[START OF TEXT SHOWN]

The Islamabad Bar Council is a statutory & deliberative assembly of lawyers in Islamabad Capital Territory for safeguarding the rights, interests and privileges of practicing lawyers, within Islamabad Capital Territory of Pakistan. The Council also regulates the conduct of lawyers and helps in the administration of justice. It has been constituted in 2014 after addition of Section 3(1)(iii) into the Legal Practitioners and Bar Councils Act, 1973 and became functional on 23 May 2015 after its first election. All advocates practicing in any court or tribunal in Islamabad, except the Supreme Court are licensed and regulated by the Council. Advocates licensed and regulated by other provincial bar councils can also practice in Islamabad.

Composition
The Islamabad Bar Council consists of Vice Chairman and Chairman Executive Committee, both elected by members of Islamabad Bar Council each year. Members of Islamabad Bar Council are elected by the advocates from different constituencies across the Islamabad Capital Territory.  Members serve a term of five years, beginning on January 1, with elections held each November to fill seats of those whose terms will expire in the following January. The Council became functional after its first election was held on 2 May 2015 after its formation in 2014.

[END OF TEXT SHOWN]
[START OF DATA EXTRACT]

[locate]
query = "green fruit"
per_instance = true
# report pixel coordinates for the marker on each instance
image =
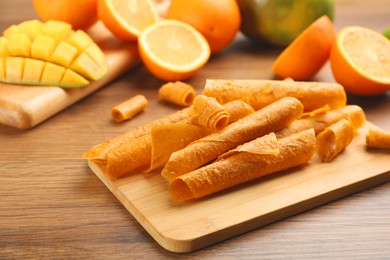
(387, 33)
(279, 22)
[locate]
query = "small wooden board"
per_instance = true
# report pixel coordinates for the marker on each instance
(26, 106)
(184, 227)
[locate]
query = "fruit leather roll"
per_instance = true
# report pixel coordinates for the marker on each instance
(269, 119)
(177, 92)
(260, 157)
(334, 139)
(98, 153)
(320, 121)
(260, 93)
(378, 138)
(210, 113)
(167, 139)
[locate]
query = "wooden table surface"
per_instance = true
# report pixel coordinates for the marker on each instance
(53, 206)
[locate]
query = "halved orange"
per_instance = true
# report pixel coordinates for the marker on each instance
(172, 50)
(306, 55)
(127, 18)
(360, 61)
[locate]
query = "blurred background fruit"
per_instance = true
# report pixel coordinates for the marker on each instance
(79, 13)
(307, 54)
(360, 61)
(173, 50)
(127, 19)
(279, 22)
(218, 20)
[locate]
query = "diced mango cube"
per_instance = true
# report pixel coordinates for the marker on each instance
(86, 67)
(32, 71)
(31, 28)
(3, 47)
(52, 74)
(13, 69)
(80, 40)
(72, 79)
(2, 68)
(63, 54)
(57, 30)
(42, 47)
(13, 29)
(19, 45)
(49, 53)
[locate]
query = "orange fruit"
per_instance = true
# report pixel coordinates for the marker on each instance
(360, 61)
(81, 14)
(172, 50)
(306, 55)
(218, 20)
(127, 18)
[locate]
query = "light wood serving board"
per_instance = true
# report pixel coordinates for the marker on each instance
(26, 106)
(184, 227)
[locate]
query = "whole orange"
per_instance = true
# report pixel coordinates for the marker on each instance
(218, 20)
(79, 13)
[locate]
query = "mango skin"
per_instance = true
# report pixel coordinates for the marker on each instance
(49, 54)
(279, 22)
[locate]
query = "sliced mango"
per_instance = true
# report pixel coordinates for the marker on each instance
(31, 28)
(3, 47)
(56, 30)
(14, 69)
(19, 45)
(64, 54)
(87, 67)
(80, 40)
(42, 47)
(71, 78)
(52, 74)
(2, 68)
(97, 55)
(50, 53)
(13, 29)
(32, 70)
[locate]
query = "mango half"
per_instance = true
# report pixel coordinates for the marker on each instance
(51, 53)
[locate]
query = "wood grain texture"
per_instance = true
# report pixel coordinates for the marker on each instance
(53, 206)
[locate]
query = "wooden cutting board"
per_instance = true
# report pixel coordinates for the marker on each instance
(26, 106)
(184, 227)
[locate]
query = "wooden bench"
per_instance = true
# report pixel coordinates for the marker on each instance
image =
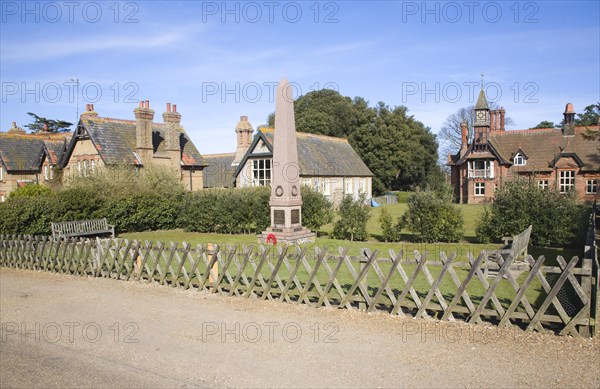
(82, 228)
(515, 246)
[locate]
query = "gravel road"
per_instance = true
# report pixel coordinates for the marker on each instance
(66, 331)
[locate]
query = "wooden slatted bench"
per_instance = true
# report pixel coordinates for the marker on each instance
(515, 246)
(93, 227)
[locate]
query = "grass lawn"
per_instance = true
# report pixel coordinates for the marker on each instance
(469, 244)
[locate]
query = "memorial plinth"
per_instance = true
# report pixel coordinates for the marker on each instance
(286, 200)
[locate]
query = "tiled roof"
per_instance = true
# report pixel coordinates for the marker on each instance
(542, 146)
(218, 173)
(115, 141)
(21, 153)
(25, 152)
(320, 155)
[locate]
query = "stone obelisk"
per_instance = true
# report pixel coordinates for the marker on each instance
(286, 200)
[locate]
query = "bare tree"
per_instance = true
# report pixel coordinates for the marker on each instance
(450, 135)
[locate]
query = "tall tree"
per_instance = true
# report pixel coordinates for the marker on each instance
(400, 151)
(545, 124)
(41, 124)
(590, 116)
(450, 135)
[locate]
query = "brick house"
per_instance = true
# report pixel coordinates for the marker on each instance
(558, 158)
(329, 165)
(99, 142)
(29, 158)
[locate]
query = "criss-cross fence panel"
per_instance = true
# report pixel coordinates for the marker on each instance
(553, 296)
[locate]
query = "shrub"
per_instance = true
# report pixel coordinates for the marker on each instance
(316, 209)
(141, 212)
(354, 216)
(433, 218)
(556, 217)
(30, 190)
(386, 222)
(228, 211)
(27, 215)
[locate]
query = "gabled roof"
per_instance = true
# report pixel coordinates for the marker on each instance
(318, 155)
(115, 140)
(25, 153)
(218, 173)
(543, 148)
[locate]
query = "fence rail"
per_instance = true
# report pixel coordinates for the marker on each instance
(552, 296)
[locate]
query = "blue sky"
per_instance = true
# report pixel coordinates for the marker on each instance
(218, 61)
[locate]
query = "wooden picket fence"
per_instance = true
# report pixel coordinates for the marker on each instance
(552, 296)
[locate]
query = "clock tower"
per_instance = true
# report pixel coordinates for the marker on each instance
(482, 118)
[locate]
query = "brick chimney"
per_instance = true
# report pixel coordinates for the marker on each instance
(89, 112)
(143, 131)
(569, 120)
(243, 132)
(172, 120)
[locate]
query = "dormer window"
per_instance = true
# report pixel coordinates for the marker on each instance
(519, 159)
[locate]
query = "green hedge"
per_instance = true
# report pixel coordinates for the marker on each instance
(230, 211)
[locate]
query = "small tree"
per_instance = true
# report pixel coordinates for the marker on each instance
(50, 125)
(433, 218)
(316, 209)
(354, 216)
(386, 222)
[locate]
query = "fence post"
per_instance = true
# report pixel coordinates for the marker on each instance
(215, 268)
(364, 259)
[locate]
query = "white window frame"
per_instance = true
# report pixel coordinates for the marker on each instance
(326, 187)
(519, 160)
(479, 189)
(591, 186)
(362, 185)
(265, 166)
(566, 181)
(484, 170)
(348, 186)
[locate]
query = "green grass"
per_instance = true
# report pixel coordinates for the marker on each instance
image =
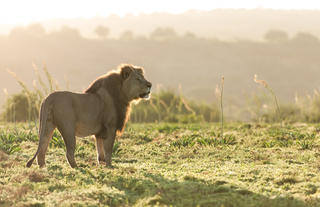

[END OF DATA EXTRACT]

_WHAT YOU WILL DO:_
A - According to the text on the Islamabad Bar Council, advocates practicing in which court are not licensed and regulated by the Council?
B - Gather each line of the entries that contains the string "board". Treat uppercase and lowercase as distinct.
The text on the Islamabad Bar Council has no connection to the entries.

_RESULTS FOR THE EXERCISE:_
A - The Supreme Court.

B -
query = "small wooden board"
query = "light wood serving board"
query = "wooden cutting board"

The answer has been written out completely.